• **DATA SHOWN**:
----------------------------------------

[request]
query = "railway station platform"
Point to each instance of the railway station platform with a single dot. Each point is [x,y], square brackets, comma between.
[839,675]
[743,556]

----------------------------------------

• **EXERCISE DIRECTIONS**:
Quote every entry above word for word, keeping each line and its punctuation unchanged.

• **EXERCISE SOLUTION**:
[request]
query = "railway station platform"
Point to each instance of the railway station platform with a single dot. Each point is [x,y], square brackets, comma between.
[839,675]
[743,556]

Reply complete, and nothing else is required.